**Tarefa pedida 1:** Diga se cada afirmação abaixo, (a), (b) e (c), está de acordo com o trecho do texto, respondendo sim ou não e citando literalmente as palavras do trecho que decidem a resposta. (a) Quem escreve conta ter ouvido a explosão na própria sala. (b) As lésbicas morreram por uma necessidade intrínseca da história. (c) O jovem drogado morreu de overdose.

**Trecho do texto:**
- - - - - - -

O autor aproveitou a explosão
do shopping center para mandar pelos ares o jovem drogado, que, em outras circunstâncias, deveria morrer de overdose.
Confesso que ouvi a explosão
na minha sala, conferi os efeitos especiais e me senti um
pouco derrotado. A idéia de
colocar na trama duas lésbicas
era legítima, como era e são legítimas quaisquer invenções
de um dramaturgo. Se quisesse
matá-las, estaria ao lado dele
contra todas as investidas do
politicamente correto, em nome da liberdade de expressão,
do direito do autor conduzir
sua história como bem quiser.
O diabo é que as lésbicas não
morreram por uma necessidade intrínseca da história. Morreram porque os espectadores
não estavam aceitando a trama com o entusiasmo necessário para manter o nível de audiência alto e todas as vantagens comerciais decorrentes
disso.
O argumento de pesquisar a
opinião dos espectadores e alterar o enredo de acordo com
seus desejos é bastante forte,
de um ponto de vista financeiro. Seus defensores dizem: temos muito dinheiro e muitos
empregos envolvidos, se podemos determinar a trilha do sucesso, por que desprezar esse
recurso que nos vem da pesquisa? Por que perder dinheiro, se precisamos manter a
máquina funcionando a todo
vapor?
Outros podem até se arriscar
a um argumento baseado na
democracia: por que os autores
devem conduzir sozinhos suas
histórias, qual o problema de
ir definindo o caminho dos
personagens por meio de uma
consulta interativa?

- - - - - - -

**Tarefa pedida 2:** Calcule quantas linhas dos registros contêm a palavra "bridle" e dê somente o número.

**Registros brutos:**
- - - - - - -

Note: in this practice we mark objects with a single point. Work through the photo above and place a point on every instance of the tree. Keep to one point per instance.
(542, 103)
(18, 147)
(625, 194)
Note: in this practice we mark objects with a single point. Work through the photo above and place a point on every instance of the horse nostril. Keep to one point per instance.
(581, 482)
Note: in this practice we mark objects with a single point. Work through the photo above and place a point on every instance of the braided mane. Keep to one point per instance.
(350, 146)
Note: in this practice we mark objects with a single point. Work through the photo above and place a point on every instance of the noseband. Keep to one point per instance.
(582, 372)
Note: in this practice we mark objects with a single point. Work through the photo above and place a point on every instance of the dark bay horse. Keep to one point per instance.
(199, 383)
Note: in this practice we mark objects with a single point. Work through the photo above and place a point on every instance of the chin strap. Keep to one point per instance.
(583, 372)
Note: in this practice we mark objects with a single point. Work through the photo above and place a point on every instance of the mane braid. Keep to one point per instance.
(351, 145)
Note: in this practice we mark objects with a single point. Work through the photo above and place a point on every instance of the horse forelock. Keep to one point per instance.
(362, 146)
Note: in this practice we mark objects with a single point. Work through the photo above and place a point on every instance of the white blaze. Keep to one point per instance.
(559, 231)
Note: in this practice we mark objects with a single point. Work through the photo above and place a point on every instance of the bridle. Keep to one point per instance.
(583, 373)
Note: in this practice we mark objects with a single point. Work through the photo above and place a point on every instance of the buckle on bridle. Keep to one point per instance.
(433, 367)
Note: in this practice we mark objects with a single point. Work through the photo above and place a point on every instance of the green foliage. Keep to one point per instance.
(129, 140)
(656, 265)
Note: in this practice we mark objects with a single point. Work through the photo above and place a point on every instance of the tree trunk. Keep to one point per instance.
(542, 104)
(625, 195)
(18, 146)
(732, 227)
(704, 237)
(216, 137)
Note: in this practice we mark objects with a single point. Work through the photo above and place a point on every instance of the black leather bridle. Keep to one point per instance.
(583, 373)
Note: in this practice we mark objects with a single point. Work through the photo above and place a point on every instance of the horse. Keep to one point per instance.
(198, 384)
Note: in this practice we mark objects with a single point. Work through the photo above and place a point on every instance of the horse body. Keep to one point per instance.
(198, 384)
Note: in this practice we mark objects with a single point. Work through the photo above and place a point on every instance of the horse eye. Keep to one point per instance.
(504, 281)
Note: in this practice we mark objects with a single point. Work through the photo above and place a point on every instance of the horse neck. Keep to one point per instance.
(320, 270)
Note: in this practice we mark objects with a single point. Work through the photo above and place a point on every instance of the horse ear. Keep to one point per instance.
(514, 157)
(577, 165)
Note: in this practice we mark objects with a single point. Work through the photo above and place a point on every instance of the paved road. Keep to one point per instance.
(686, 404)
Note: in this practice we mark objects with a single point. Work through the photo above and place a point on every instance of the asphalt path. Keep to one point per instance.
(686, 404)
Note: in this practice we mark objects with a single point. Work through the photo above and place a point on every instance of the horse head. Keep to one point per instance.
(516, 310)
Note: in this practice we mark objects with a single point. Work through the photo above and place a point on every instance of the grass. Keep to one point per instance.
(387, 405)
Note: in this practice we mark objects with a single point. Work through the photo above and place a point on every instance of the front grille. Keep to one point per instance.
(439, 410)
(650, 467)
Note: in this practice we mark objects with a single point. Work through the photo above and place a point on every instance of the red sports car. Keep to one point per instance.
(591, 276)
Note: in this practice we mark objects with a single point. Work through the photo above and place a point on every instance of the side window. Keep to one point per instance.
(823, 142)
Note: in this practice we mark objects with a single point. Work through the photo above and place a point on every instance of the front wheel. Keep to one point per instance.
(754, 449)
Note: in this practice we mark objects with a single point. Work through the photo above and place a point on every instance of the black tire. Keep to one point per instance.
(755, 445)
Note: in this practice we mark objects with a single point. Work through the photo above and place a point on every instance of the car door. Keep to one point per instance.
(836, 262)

- - - - - - -

**Resultado do exercício 1:**
(a) Sim: "Confesso que ouvi a explosão na minha sala".
(b) Não: "O diabo é que as lésbicas não morreram por uma necessidade intrínseca da história."
(c) Não: "mandar pelos ares o jovem drogado, que, em outras circunstâncias, deveria morrer de overdose."

**Resultado do exercício 2:** 3